▶ _To-do item a_
Reproduce the entries line for line, starting at their first line and stopping after the line that contains "45L888 87L921 82L933".

Allahu Akbar | Sikandra, Agra, India

“Allahu Akbar” the chant reverberated inside the tomb

Taj Mahal is a synonym for Agra. So if you are visiting Agra it means you are visiting Taj Mahal. If you visiting Agra for the second time it means you are paying a visit to Taj for the second time. Though there are a handful of other historic monuments here, it seems visiting Agra will be meaningless if you are skipping Taj. Well this notion can’t be disputed for Taj is architecturally and philosophically way richer than the rest of the monuments combined. During my first visit to Agra (which means Taj) I, like all multitude of visitors was mesmerized by the white marble wonder. My half day tour of Agra ended up with a visit to the mighty Agra Fort, less-visited Chini ka Rauza and tomb of Itimad-ud-Daulah, a “cute” monument made of white marble which has earned the unbefitting nickname “Baby Taj” only because it is situated in Agra, close to Taj.

▶ _Records supplied_
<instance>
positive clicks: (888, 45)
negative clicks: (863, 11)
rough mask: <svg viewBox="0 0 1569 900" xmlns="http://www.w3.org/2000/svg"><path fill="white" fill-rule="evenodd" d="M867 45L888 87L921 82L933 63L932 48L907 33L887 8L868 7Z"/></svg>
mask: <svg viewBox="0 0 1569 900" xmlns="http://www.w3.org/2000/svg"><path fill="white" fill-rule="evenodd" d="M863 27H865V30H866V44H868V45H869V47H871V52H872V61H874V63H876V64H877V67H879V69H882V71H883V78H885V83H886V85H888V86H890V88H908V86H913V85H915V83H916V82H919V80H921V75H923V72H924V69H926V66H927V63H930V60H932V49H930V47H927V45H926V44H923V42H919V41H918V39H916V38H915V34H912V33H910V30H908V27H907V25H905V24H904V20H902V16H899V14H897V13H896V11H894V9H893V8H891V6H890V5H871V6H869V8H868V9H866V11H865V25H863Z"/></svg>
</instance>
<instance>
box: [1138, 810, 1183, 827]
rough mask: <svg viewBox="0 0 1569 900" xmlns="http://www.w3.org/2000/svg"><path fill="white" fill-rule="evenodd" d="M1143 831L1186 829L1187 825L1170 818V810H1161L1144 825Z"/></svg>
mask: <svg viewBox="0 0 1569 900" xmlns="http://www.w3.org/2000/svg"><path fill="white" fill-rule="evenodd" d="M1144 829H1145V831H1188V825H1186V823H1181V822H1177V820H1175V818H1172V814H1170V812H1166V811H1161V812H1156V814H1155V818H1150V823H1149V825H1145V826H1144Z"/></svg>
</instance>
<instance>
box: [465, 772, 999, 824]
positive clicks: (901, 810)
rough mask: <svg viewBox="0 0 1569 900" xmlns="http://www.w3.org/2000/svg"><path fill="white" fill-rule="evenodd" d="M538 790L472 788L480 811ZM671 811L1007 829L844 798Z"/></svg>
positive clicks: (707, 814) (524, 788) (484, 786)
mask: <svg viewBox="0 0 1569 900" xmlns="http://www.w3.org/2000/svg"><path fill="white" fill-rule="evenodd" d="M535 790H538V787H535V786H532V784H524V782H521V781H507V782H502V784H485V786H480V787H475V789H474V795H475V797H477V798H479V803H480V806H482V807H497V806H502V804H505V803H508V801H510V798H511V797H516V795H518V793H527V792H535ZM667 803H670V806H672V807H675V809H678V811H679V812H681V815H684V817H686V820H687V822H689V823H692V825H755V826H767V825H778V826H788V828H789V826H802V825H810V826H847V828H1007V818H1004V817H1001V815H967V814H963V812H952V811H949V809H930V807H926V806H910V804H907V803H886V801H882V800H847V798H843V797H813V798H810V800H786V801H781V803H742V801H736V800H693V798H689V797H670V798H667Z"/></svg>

▶ _To-do item b_
Pick up the travel piece about visiting Agra and its monuments where it stops, and keep writing.

▶ _Answer area a_
<instance>
positive clicks: (888, 45)
negative clicks: (863, 11)
rough mask: <svg viewBox="0 0 1569 900" xmlns="http://www.w3.org/2000/svg"><path fill="white" fill-rule="evenodd" d="M867 45L888 87L921 82L933 63L932 48L907 33L887 8L868 7Z"/></svg>

▶ _Answer area b_
My second visit to Agra in June 2017 did not end up with a second visit to Agra. After boarding an early morning train from Delhi’s Nizamuddin railway station, I got down at Agra Cantonment station and walked a good 10 Kms towards Sikandra – the place where the tomb of Mughal emperor and Shah Jahan’s (the king who built the Taj for his love) grandfather is situated. Mughals were a formidable force of Indian subcontinent and their architecture is at par with their military might.

 

Tomb of Akbar at Sikandra is yet another monument in the vicinity of Taj which has been dwarfed by the infinite charisma of Taj. The 17th century the Tomb made of red sandstone which predates Taj is located amid 119 acres of lush green garden known as Jannat Ka Bhag – Gardens of the Heaven. Gardens are one of the key feature of Mughal architecture. Mohammed Ahmed, the middle-aged guide at Akbar’s tomb who approached me with an offer for walking tour at an economical rate straight away started his narration about the monument’s history. As we entered the monument he pointed his index finger towards the sections of the walls and ceiling. I was told that the interiors were decorated with precious stones which was looted by the Hindu Jats during their campaign against the Mughals – this story was a welcome change as high-school history textbooks are filled with stories of Persian invaders looting temples and palaces of Hindu Kings.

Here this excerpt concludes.